TASK DESCRIPTION :: Rewrite the data below with every "deepest inside" swapped for "farthest inside", keeping everything else unchanged.

Point placement data
**********

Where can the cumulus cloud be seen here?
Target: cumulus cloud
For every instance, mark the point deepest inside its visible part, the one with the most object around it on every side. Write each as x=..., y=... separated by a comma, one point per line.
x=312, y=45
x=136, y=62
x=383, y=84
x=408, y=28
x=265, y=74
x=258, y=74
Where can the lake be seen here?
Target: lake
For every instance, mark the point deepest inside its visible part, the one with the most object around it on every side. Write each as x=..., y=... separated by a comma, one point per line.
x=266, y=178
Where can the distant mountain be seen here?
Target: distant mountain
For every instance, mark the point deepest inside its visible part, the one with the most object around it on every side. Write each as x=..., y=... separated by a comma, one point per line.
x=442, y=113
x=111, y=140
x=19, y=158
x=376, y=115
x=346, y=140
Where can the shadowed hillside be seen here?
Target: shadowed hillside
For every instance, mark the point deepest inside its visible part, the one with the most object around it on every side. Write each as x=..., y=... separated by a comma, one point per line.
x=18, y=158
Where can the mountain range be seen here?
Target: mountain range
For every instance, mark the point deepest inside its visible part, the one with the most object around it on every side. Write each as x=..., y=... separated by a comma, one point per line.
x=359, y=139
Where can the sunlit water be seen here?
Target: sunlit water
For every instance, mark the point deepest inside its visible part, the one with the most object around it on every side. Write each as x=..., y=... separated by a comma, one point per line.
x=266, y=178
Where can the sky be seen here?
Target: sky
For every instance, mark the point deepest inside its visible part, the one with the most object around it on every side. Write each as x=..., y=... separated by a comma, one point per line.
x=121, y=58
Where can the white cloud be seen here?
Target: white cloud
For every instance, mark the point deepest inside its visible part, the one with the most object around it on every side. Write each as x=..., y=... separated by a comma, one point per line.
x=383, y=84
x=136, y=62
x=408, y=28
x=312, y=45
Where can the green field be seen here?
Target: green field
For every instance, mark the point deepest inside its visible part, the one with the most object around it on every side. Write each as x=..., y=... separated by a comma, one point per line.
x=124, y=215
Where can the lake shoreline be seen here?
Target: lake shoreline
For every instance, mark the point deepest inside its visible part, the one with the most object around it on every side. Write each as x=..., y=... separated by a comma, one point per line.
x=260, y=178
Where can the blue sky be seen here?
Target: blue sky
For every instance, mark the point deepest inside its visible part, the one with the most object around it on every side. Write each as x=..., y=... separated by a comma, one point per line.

**********

EXERCISE SOLUTION ::
Where can the cumulus cloud be seen here?
Target: cumulus cloud
For every instance, mark the point farthest inside its visible part, the one with the most object around it on every side. Write each as x=..., y=... separated by a comma, one point per line.
x=312, y=45
x=136, y=62
x=383, y=84
x=408, y=28
x=265, y=74
x=258, y=74
Where can the lake be seen here?
Target: lake
For every instance, mark the point farthest inside its visible part, the one with the most object around it on every side. Write each as x=..., y=... separated by a comma, one point per line.
x=266, y=178
Where can the distant mountain be seen here?
Target: distant mountain
For every instance, mark the point farthest inside its visible part, the one with the most object around it on every side. Write each as x=..., y=... separated by a comma, one point per line.
x=442, y=113
x=111, y=140
x=19, y=158
x=376, y=115
x=346, y=140
Where can the shadowed hillside be seen here?
Target: shadowed hillside
For every instance, mark the point farthest inside its visible part, the one with the most object around it on every side. Write each as x=..., y=... separated by a comma, one point per line.
x=18, y=158
Where can the mountain range be seen here?
Target: mountain range
For every instance, mark the point farthest inside its visible part, the one with the most object around it on every side. Write each as x=..., y=... separated by a comma, one point per line.
x=359, y=139
Where can the sunlit water be seen here?
Target: sunlit water
For every instance, mark the point farthest inside its visible part, the one with the most object around it on every side. Write each as x=..., y=... separated by a comma, one point per line.
x=266, y=178
Where can the sky be seen here?
Target: sky
For every instance, mark the point farthest inside its visible part, the one with the most object around it on every side. Write each as x=..., y=... separated by a comma, one point per line.
x=121, y=58
Where can the white cloud be seen here?
Target: white cloud
For every instance, mark the point farthest inside its visible part, the one with the most object around it on every side. Write each as x=..., y=... separated by a comma, one point per line.
x=383, y=84
x=136, y=62
x=408, y=28
x=312, y=45
Where can the green field be seen here?
Target: green field
For every instance, mark the point farthest inside its visible part, the one with the most object around it on every side. Write each as x=..., y=... separated by a comma, one point per line.
x=124, y=215
Where can the lake shoreline be seen here?
Target: lake shoreline
For every instance, mark the point farthest inside its visible part, the one with the most object around it on every side. Write each as x=..., y=... separated by a comma, one point per line.
x=260, y=178
Where can the blue sky be seen here?
Target: blue sky
For every instance, mark the point farthest inside its visible part, the one with the most object around it on every side. Write each as x=..., y=... separated by a comma, one point per line.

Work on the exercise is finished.